#### [SHORT TASK A]
List every sentence in the forum post about spending Easter alone that ends with an exclamation mark.

What a coincidence! I'm spending Easter alone too! I was going to dinner with my Aunt, but she had other pressing matters and had to go out of state, and my dad's going to be gone for a while. I've been having pretty crappy luck lately, so it doesn't really surprise me. What I suggest is do something fun that you enjoy I was planning on making myself an Easter basket the day before Easter, with all sorts of yummy goodies and maybe even a stuffed animal. hen I'll put it on my kitchen table and give myself a nice surprise on Easter morning. I know it sound a little pathetic, but I'm actually excited about it. I gave up sweets for lent season, so I'm looking forward to digging into that basket!:wink If you want, you can chat with my here on SA. Have a wonderful Easter!


----------



## Ventura (May 5, 2009)

#### [SHORT TASK B]
Recast the entries as a Markdown table with the columns "Nr" and "Line", starting with the line that contains "Box any bride's arm you see." and going on through the line that contains "561,439,775,787", both included. Leave out blank lines.

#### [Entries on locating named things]
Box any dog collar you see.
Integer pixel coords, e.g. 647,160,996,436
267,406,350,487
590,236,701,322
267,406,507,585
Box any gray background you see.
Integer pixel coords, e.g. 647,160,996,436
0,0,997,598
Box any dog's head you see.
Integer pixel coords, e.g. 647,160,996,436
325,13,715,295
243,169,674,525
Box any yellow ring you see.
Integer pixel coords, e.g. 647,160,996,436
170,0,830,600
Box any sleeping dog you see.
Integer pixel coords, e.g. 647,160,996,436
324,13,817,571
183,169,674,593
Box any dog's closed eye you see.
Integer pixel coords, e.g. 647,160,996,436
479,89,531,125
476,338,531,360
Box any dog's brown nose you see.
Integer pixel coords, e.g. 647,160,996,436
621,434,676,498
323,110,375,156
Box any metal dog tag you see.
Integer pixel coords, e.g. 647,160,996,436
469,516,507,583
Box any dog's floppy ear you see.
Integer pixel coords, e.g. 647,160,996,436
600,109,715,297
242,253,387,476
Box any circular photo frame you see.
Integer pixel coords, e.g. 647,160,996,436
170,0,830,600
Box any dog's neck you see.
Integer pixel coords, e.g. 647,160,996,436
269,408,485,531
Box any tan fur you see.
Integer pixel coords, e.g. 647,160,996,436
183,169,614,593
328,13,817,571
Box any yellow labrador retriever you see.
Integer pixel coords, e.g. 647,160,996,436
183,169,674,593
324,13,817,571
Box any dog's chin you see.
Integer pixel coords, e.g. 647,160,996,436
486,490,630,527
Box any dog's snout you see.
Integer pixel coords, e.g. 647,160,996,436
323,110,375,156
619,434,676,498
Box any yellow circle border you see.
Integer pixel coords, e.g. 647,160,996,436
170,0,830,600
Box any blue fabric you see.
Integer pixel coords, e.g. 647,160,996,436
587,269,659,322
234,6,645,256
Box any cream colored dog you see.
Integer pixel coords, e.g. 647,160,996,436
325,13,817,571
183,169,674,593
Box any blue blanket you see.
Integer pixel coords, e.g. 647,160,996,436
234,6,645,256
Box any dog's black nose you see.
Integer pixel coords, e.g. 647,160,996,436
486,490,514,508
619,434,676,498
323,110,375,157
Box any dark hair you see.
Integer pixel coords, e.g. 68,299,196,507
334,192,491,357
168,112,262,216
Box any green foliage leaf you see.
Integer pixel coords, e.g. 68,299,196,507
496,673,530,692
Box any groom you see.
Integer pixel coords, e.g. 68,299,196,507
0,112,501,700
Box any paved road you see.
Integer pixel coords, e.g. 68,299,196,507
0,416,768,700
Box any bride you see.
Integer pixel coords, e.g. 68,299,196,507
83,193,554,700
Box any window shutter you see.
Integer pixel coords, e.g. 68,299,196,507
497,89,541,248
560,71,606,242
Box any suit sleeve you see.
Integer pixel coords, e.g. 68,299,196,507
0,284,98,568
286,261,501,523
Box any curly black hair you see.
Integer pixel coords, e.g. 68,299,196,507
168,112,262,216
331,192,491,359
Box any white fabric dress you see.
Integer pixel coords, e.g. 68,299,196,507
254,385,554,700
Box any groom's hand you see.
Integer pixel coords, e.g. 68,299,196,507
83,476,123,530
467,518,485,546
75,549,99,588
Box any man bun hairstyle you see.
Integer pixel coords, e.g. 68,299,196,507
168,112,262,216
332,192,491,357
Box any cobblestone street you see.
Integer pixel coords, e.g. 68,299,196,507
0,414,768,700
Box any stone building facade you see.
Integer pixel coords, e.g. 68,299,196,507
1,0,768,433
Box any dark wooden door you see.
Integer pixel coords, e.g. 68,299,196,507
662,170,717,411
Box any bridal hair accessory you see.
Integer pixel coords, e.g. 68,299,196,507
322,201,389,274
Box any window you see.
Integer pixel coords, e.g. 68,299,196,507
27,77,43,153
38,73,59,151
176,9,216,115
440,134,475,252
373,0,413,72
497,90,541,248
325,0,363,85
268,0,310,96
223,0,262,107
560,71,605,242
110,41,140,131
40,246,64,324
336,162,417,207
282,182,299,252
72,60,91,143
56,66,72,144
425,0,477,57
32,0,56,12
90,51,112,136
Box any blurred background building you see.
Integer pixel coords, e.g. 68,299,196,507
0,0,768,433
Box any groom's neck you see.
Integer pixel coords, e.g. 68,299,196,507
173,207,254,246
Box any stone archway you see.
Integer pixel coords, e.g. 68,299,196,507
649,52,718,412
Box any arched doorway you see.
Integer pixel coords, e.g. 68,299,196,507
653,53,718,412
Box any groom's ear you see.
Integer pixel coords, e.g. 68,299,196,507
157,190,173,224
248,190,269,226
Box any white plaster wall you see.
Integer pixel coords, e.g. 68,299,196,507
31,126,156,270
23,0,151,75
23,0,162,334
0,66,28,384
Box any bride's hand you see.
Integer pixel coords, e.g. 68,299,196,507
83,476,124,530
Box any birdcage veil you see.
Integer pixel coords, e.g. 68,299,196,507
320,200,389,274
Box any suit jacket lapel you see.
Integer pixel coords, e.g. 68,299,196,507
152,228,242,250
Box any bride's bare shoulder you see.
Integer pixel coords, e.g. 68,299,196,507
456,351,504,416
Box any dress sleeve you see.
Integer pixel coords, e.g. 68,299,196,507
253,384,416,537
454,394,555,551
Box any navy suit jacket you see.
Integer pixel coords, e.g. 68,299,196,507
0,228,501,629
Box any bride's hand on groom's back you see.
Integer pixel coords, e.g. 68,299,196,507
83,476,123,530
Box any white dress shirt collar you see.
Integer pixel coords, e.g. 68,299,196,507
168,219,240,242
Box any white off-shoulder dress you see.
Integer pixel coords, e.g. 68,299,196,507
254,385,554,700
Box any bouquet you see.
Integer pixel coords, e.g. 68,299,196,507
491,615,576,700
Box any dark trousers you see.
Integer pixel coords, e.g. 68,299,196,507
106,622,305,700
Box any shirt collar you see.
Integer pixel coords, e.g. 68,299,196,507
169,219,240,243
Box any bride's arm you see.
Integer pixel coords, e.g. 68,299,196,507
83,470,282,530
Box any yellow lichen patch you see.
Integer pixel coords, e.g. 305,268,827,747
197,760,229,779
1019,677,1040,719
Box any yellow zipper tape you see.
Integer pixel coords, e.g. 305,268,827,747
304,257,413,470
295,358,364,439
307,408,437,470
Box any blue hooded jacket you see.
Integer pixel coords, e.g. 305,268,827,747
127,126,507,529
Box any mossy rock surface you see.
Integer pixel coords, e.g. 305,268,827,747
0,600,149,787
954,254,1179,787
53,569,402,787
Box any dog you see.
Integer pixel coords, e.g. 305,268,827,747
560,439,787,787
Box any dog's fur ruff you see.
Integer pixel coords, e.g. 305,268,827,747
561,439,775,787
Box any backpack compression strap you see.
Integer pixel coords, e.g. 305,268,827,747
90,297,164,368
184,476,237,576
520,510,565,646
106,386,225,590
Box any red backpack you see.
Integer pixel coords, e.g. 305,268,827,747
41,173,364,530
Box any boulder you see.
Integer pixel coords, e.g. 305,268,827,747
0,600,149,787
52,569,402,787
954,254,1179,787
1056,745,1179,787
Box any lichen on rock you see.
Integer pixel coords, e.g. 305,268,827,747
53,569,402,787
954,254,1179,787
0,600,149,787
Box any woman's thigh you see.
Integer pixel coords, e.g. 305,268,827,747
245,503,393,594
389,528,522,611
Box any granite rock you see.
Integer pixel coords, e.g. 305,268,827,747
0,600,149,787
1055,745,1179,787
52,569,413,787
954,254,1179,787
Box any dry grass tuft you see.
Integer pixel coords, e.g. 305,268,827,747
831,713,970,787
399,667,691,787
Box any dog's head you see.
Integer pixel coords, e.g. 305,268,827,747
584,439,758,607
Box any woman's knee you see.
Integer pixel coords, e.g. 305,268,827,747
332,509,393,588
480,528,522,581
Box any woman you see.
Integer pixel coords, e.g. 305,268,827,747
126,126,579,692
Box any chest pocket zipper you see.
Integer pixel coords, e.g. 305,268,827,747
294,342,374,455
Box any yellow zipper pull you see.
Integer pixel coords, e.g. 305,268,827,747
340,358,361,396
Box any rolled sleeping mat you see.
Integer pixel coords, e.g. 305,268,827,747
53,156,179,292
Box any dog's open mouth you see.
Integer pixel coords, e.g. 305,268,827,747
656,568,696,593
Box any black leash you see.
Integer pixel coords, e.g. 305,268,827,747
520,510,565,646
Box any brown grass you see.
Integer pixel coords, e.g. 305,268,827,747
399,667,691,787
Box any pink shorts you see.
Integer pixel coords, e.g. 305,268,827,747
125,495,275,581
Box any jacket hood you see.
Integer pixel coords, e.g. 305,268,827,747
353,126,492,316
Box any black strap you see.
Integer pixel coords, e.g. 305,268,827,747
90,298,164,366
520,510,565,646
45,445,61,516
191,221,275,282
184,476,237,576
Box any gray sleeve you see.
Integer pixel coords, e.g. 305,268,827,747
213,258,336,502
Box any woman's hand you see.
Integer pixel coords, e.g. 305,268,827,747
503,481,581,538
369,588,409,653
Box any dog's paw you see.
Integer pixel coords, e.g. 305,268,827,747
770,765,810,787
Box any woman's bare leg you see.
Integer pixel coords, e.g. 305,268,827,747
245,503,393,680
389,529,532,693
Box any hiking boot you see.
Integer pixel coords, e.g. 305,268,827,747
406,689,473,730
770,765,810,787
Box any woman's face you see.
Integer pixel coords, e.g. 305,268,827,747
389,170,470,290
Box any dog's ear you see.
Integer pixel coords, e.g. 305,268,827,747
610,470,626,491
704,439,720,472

#### [WORKED SOLUTION A]
- What a coincidence!
- I'm spending Easter alone too!
- I gave up sweets for lent season, so I'm looking forward to digging into that basket!
- Have a wonderful Easter!

#### [WORKED SOLUTION B]
| Nr | Line |
|---|---|
| 1 | Box any bride's arm you see. |
| 2 | Integer pixel coords, e.g. 68,299,196,507 |
| 3 | 83,470,282,530 |
| 4 | Box any yellow lichen patch you see. |
| 5 | Integer pixel coords, e.g. 305,268,827,747 |
| 6 | 197,760,229,779 |
| 7 | 1019,677,1040,719 |
| 8 | Box any yellow zipper tape you see. |
| 9 | Integer pixel coords, e.g. 305,268,827,747 |
| 10 | 304,257,413,470 |
| 11 | 295,358,364,439 |
| 12 | 307,408,437,470 |
| 13 | Box any blue hooded jacket you see. |
| 14 | Integer pixel coords, e.g. 305,268,827,747 |
| 15 | 127,126,507,529 |
| 16 | Box any mossy rock surface you see. |
| 17 | Integer pixel coords, e.g. 305,268,827,747 |
| 18 | 0,600,149,787 |
| 19 | 954,254,1179,787 |
| 20 | 53,569,402,787 |
| 21 | Box any dog you see. |
| 22 | Integer pixel coords, e.g. 305,268,827,747 |
| 23 | 560,439,787,787 |
| 24 | Box any dog's fur ruff you see. |
| 25 | Integer pixel coords, e.g. 305,268,827,747 |
| 26 | 561,439,775,787 |